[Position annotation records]
------------------------------------------------

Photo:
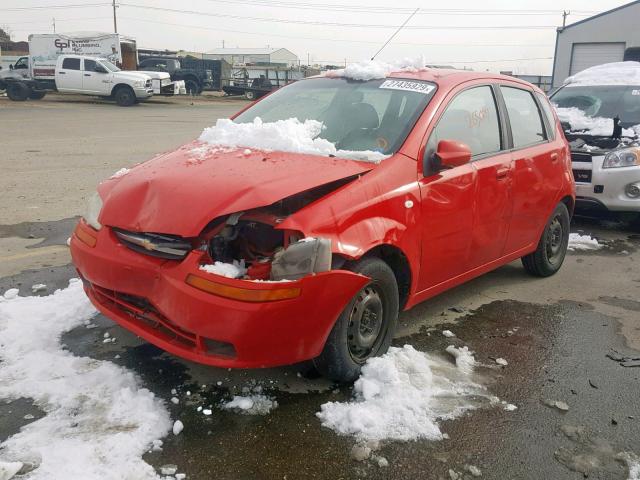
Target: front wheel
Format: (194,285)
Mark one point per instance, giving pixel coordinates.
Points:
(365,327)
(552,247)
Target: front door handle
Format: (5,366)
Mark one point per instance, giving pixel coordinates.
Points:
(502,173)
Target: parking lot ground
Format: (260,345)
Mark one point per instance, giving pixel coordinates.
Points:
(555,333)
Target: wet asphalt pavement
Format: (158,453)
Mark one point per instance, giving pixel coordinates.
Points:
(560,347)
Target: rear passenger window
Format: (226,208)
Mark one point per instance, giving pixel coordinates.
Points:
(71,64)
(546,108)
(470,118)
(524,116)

------------------------------------------------

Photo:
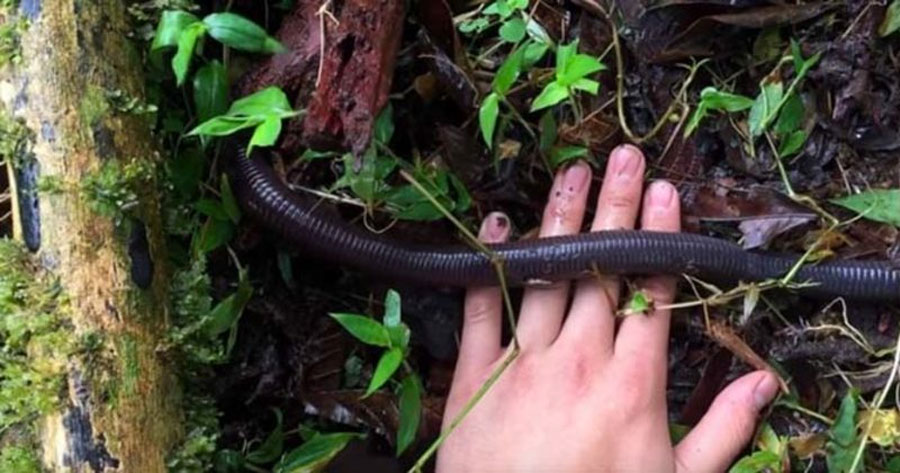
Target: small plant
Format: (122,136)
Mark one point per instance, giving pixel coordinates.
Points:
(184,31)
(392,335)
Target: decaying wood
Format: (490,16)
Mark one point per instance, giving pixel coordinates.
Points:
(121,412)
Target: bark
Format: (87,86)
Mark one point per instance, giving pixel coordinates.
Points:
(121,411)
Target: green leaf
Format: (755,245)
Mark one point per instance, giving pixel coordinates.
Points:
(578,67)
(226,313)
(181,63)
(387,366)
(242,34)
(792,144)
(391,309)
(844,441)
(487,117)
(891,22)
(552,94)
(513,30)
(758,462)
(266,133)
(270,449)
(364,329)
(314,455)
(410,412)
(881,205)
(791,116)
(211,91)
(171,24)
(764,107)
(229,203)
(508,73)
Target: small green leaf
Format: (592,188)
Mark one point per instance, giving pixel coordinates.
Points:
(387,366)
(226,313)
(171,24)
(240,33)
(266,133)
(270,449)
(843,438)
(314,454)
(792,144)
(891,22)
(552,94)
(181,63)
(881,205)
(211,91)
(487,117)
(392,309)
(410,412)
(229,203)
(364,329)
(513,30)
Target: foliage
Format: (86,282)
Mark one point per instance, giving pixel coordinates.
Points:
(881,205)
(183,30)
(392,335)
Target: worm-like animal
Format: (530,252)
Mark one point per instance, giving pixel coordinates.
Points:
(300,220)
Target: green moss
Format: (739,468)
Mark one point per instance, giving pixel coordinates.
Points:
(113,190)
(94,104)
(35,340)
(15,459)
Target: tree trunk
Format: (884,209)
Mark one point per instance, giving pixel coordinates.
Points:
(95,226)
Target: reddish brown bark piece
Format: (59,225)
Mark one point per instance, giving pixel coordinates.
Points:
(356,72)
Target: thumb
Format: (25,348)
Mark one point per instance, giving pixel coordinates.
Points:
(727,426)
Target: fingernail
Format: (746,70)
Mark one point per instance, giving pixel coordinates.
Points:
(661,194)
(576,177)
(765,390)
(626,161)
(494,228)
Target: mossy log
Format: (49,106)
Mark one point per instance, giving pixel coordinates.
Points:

------------------------------------------------

▸ **TASK TO CARRY OUT**
Gather every line of the material above that contains the string "leaf".

▸ **ANSWER TO THIS TASK**
Target: green leaf
Target: small green leaf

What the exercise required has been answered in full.